• [WORK TO BE COMPLETED] Write out the text on the Herman Brood & His Wild Romance album again, starting with "Herman Brood & His Wild Romance chronology" and going on through "Nutz, in the US.", and substitute "modest" for "moderate".

• [PASSAGE FOR REVIEW]
▬▬▬

Compilation album by Herman Brood & His Wild Romance
- Released: 1979
- Genre: Rock and roll, blues
- Label: Ariola
- Producer: Herman Brood & His Wild Romance

Herman Brood & His Wild Romance chronology
| Cha Cha (1978) | Herman Brood & His Wild Romance (1979) | Go Nutz (1980) |

= Herman Brood & His Wild Romance (album) =

Herman Brood & His Wild Romance is an export album by Dutch rock and roll and blues group Herman Brood & His Wild Romance. Released only in the United States, it contained most of the songs from his second studio album, Shpritsz. The main differences between the two albums were omission of the song "One", slightly modified times and track order, and the U.S. single version of "Saturday Night" which features different lyrics from the original version. Some versions of the LP contained the entire 5:07 minute version of "Saturday Night." The album was a moderate success, reaching #122 on the Billboard chart for pop albums. As a result, Brood sought to open up the American market, recording the follow-up, Go Nutz, in the US.

▬▬▬

• [ENTRIES SHOWN]
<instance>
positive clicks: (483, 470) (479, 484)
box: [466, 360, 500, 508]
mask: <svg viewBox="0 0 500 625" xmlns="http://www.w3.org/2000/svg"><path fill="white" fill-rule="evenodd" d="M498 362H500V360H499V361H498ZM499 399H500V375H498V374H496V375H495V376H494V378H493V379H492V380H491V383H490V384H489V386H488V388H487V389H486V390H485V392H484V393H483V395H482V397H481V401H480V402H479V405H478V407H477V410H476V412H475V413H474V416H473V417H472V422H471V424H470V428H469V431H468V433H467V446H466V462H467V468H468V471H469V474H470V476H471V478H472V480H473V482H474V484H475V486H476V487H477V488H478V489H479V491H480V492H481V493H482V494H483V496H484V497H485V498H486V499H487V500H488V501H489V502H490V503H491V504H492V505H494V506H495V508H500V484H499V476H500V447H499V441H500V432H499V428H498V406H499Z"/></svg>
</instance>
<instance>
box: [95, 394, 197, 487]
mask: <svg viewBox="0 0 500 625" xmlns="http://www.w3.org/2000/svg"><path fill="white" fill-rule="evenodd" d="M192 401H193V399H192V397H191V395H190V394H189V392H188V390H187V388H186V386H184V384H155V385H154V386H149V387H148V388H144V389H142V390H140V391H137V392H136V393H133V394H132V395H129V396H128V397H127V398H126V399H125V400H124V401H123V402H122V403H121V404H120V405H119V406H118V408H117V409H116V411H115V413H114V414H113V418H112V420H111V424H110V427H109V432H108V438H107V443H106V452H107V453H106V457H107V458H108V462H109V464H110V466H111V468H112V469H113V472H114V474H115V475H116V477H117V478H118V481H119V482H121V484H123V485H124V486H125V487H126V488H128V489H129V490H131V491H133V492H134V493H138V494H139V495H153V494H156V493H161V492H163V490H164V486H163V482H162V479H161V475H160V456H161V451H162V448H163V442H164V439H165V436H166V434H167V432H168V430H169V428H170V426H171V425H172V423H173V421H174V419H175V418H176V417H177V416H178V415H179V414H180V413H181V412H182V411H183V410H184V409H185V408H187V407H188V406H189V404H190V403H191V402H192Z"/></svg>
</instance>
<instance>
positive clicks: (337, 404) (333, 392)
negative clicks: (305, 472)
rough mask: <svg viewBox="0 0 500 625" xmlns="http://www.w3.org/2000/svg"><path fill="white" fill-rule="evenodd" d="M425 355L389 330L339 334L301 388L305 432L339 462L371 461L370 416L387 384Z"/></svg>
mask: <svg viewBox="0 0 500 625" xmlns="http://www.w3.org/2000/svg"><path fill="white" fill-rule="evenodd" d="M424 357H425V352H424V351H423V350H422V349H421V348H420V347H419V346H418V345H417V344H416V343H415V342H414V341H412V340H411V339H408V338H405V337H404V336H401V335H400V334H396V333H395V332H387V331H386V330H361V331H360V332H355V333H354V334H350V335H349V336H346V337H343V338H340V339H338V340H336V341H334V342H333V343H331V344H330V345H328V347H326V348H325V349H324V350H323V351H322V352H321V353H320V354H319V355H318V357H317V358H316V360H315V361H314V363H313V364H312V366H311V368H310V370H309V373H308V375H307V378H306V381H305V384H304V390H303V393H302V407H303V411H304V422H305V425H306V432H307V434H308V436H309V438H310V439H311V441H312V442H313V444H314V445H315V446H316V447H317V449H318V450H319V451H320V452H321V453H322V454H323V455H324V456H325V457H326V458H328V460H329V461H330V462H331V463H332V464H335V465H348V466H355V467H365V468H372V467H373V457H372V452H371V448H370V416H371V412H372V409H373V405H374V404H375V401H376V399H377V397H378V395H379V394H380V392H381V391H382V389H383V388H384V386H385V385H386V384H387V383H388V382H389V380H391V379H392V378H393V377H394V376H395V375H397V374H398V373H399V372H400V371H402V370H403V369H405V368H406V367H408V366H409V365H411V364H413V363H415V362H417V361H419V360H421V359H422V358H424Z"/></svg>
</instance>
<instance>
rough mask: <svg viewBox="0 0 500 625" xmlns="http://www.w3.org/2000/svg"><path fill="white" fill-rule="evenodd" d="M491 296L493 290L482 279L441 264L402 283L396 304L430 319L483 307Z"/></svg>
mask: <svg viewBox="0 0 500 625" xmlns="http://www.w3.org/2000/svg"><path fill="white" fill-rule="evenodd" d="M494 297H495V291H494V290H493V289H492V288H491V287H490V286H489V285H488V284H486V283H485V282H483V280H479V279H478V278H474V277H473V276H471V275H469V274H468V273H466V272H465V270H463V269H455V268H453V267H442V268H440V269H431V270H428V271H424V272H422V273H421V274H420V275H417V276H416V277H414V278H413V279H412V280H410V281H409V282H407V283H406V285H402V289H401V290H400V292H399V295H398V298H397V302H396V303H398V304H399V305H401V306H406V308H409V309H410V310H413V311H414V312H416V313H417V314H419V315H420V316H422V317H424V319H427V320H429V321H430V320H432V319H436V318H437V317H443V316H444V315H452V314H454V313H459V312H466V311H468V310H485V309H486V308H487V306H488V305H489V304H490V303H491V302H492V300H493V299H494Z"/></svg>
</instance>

▬▬▬

• [OUTPUT OF THE EXERCISE]
Herman Brood & His Wild Romance chronology
| Cha Cha (1978) | Herman Brood & His Wild Romance (1979) | Go Nutz (1980) |

= Herman Brood & His Wild Romance (album) =

Herman Brood & His Wild Romance is an export album by Dutch rock and roll and blues group Herman Brood & His Wild Romance. Released only in the United States, it contained most of the songs from his second studio album, Shpritsz. The main differences between the two albums were omission of the song "One", slightly modified times and track order, and the U.S. single version of "Saturday Night" which features different lyrics from the original version. Some versions of the LP contained the entire 5:07 minute version of "Saturday Night." The album was a modest success, reaching #122 on the Billboard chart for pop albums. As a result, Brood sought to open up the American market, recording the follow-up, Go Nutz, in the US.